## OBJECTIVE
Your task is to copy the material exactly.

— BEGIN DATA LINES —

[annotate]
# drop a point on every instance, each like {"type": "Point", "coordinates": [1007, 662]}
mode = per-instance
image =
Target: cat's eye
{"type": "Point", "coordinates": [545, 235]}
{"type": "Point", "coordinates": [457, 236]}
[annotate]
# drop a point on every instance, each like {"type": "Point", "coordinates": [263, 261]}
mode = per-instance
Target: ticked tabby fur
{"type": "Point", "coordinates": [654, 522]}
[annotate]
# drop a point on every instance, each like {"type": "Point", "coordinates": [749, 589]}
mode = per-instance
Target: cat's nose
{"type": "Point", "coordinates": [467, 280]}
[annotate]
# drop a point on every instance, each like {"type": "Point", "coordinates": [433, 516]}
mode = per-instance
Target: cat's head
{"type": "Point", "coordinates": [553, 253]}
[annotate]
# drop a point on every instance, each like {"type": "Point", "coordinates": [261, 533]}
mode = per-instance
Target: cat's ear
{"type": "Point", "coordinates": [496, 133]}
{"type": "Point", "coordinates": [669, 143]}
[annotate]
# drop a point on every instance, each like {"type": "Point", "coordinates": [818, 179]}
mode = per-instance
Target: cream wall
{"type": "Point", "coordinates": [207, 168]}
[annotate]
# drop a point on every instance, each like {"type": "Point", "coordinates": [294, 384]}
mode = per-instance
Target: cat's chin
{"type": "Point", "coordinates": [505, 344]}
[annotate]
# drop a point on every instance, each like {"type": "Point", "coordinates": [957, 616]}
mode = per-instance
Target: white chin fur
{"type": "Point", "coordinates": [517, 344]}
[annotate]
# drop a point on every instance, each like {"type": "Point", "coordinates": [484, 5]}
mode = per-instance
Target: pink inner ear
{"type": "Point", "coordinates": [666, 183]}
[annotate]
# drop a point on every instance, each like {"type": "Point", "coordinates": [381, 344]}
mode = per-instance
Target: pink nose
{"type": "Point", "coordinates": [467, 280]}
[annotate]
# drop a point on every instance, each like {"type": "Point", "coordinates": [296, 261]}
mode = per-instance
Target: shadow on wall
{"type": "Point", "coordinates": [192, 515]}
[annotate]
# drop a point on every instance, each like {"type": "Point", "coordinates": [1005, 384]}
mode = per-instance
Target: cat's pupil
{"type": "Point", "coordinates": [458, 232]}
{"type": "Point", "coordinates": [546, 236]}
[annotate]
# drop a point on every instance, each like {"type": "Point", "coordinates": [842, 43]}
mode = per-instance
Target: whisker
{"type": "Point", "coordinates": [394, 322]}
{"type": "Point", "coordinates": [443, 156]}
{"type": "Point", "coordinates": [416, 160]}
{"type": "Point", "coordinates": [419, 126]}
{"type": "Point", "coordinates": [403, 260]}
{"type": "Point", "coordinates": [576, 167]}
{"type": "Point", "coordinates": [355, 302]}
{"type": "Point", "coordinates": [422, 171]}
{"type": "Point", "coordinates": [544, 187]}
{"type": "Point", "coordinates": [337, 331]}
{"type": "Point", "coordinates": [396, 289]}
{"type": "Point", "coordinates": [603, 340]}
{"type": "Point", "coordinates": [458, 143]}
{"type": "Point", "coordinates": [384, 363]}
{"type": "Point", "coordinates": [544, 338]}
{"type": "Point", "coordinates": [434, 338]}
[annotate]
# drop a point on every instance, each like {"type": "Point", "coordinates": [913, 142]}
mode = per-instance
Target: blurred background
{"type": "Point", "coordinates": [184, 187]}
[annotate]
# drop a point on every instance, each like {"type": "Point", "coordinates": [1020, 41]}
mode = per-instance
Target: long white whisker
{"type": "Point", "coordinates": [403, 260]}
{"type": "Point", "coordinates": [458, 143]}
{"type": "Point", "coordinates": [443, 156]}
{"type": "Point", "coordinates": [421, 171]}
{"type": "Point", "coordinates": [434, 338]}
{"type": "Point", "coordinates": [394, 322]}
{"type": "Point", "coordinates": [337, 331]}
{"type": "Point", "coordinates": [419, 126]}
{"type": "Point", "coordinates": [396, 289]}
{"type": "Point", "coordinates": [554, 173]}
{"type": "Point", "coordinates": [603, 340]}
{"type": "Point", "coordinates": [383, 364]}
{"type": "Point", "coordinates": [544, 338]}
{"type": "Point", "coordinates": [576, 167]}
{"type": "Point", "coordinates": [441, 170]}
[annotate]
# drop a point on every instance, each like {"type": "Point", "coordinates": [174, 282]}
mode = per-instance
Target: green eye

— END DATA LINES —

## THE SOLUTION
[annotate]
# drop a point on every instance, each like {"type": "Point", "coordinates": [1007, 662]}
mode = per-instance
image =
Target: cat's eye
{"type": "Point", "coordinates": [545, 235]}
{"type": "Point", "coordinates": [457, 236]}
[annotate]
# drop a point on every instance, each like {"type": "Point", "coordinates": [263, 261]}
mode = per-instance
Target: ticked tabby fur
{"type": "Point", "coordinates": [654, 522]}
[annotate]
# drop a point on every instance, each like {"type": "Point", "coordinates": [749, 589]}
mode = per-instance
Target: cat's nose
{"type": "Point", "coordinates": [467, 280]}
[annotate]
# drop a point on every instance, each like {"type": "Point", "coordinates": [433, 516]}
mode = per-instance
Target: cat's head
{"type": "Point", "coordinates": [553, 253]}
[annotate]
# drop a point on every instance, each like {"type": "Point", "coordinates": [261, 533]}
mode = per-instance
Target: cat's ear
{"type": "Point", "coordinates": [496, 133]}
{"type": "Point", "coordinates": [669, 143]}
[annotate]
# drop a point on every instance, each like {"type": "Point", "coordinates": [818, 179]}
mode = per-instance
Target: cream wall
{"type": "Point", "coordinates": [207, 168]}
[annotate]
# drop a point on every instance, each like {"type": "Point", "coordinates": [294, 384]}
mode = per-instance
Target: cat's chin
{"type": "Point", "coordinates": [505, 344]}
[annotate]
# drop a point on every instance, each like {"type": "Point", "coordinates": [957, 616]}
mode = per-instance
Target: white chin fur
{"type": "Point", "coordinates": [517, 344]}
[annotate]
# drop a point on every instance, each like {"type": "Point", "coordinates": [484, 5]}
mode = per-instance
Target: pink inner ear
{"type": "Point", "coordinates": [666, 183]}
[annotate]
# drop a point on every instance, each like {"type": "Point", "coordinates": [381, 344]}
mode = per-instance
Target: pink nose
{"type": "Point", "coordinates": [467, 280]}
[annotate]
# drop a point on every instance, each like {"type": "Point", "coordinates": [296, 261]}
mode = per-instance
Target: shadow on wall
{"type": "Point", "coordinates": [192, 515]}
[annotate]
# drop a point on every instance, each like {"type": "Point", "coordinates": [1005, 384]}
mode = per-instance
Target: cat's pupil
{"type": "Point", "coordinates": [458, 232]}
{"type": "Point", "coordinates": [546, 236]}
[annotate]
# drop a point on every instance, each like {"type": "Point", "coordinates": [842, 43]}
mode = per-instance
Target: whisker
{"type": "Point", "coordinates": [394, 322]}
{"type": "Point", "coordinates": [443, 156]}
{"type": "Point", "coordinates": [416, 160]}
{"type": "Point", "coordinates": [419, 126]}
{"type": "Point", "coordinates": [403, 260]}
{"type": "Point", "coordinates": [576, 167]}
{"type": "Point", "coordinates": [355, 302]}
{"type": "Point", "coordinates": [422, 171]}
{"type": "Point", "coordinates": [544, 187]}
{"type": "Point", "coordinates": [337, 331]}
{"type": "Point", "coordinates": [396, 289]}
{"type": "Point", "coordinates": [603, 340]}
{"type": "Point", "coordinates": [458, 143]}
{"type": "Point", "coordinates": [384, 363]}
{"type": "Point", "coordinates": [544, 338]}
{"type": "Point", "coordinates": [434, 338]}
[annotate]
# drop a point on every instance, each like {"type": "Point", "coordinates": [913, 142]}
mode = per-instance
Target: blurred background
{"type": "Point", "coordinates": [184, 187]}
[annotate]
# drop a point on every instance, each like {"type": "Point", "coordinates": [1020, 41]}
mode = per-instance
Target: long white whisker
{"type": "Point", "coordinates": [403, 260]}
{"type": "Point", "coordinates": [458, 143]}
{"type": "Point", "coordinates": [443, 156]}
{"type": "Point", "coordinates": [421, 171]}
{"type": "Point", "coordinates": [434, 338]}
{"type": "Point", "coordinates": [394, 322]}
{"type": "Point", "coordinates": [337, 331]}
{"type": "Point", "coordinates": [419, 126]}
{"type": "Point", "coordinates": [396, 289]}
{"type": "Point", "coordinates": [554, 173]}
{"type": "Point", "coordinates": [603, 340]}
{"type": "Point", "coordinates": [383, 364]}
{"type": "Point", "coordinates": [544, 338]}
{"type": "Point", "coordinates": [576, 167]}
{"type": "Point", "coordinates": [441, 170]}
[annotate]
# drop a point on every instance, each like {"type": "Point", "coordinates": [174, 282]}
mode = per-instance
Target: green eye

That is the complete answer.